*TASK TO CARRY OUT*
Each line of the data has to be written out again exactly as shown.

*GIVEN RECORDS*
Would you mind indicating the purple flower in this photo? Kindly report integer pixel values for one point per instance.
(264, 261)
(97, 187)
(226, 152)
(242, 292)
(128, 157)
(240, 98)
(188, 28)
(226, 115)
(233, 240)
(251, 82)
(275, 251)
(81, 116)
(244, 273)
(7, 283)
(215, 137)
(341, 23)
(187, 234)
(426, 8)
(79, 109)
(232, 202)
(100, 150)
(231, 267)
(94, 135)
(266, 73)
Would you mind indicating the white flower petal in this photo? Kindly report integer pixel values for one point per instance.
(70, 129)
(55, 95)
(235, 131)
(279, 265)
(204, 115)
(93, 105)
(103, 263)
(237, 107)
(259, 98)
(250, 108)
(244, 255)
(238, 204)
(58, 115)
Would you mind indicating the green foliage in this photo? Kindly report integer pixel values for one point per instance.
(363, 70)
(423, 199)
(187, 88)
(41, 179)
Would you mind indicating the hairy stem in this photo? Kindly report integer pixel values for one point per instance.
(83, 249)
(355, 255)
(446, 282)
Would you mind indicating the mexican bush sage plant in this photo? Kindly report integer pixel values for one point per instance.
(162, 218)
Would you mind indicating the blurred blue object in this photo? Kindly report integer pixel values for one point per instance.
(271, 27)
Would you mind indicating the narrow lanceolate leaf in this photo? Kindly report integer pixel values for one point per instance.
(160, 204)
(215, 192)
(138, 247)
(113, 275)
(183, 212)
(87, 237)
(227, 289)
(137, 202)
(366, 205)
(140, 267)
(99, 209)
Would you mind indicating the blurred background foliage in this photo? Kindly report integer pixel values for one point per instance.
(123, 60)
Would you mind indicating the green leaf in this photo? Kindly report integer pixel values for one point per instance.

*WRITTEN ANSWER*
Would you mind indicating the purple flower in this photo? Kindly report integer pixel values for one point per instance.
(264, 261)
(97, 187)
(226, 152)
(242, 292)
(128, 157)
(240, 98)
(188, 28)
(226, 115)
(233, 240)
(251, 82)
(275, 251)
(81, 116)
(244, 273)
(7, 283)
(215, 137)
(341, 23)
(187, 234)
(426, 8)
(79, 109)
(232, 202)
(100, 150)
(231, 267)
(94, 135)
(266, 73)
Would you mind indicating the white flower petal in this photo? Kindly report integer pixel values for one point per instance.
(70, 129)
(55, 95)
(235, 131)
(279, 265)
(204, 115)
(93, 105)
(103, 263)
(237, 107)
(259, 98)
(250, 108)
(244, 255)
(238, 204)
(58, 115)
Would you mind indicating the green foliage in this photo? Kindly report integer pixel values for one point per instance.
(363, 70)
(423, 199)
(187, 88)
(41, 179)
Would you mind indicating the hairy stem in this photo? Kindly report integer pixel values for one point per instance.
(83, 249)
(355, 255)
(446, 282)
Would you mind indicating the mexican bush sage plant in this photo? Kindly report integer pixel values for one point per instance.
(162, 218)
Would you mind indicating the blurred blue object in this photo? Kindly report integer pixel values for one point per instance.
(271, 27)
Would you mind indicating the narrow lanceolate leaf in this photo? Kindly report integer pixel values for one point per instance.
(160, 204)
(215, 192)
(138, 247)
(113, 275)
(183, 212)
(87, 237)
(227, 289)
(137, 202)
(366, 205)
(140, 267)
(99, 209)
Would you mind indicating the blurred background foliage in this photo? Kindly report integer pixel values for one point per instance.
(123, 60)
Would you mind indicating the green leaf in this photo? Kindly report integer pixel values for one point per instance.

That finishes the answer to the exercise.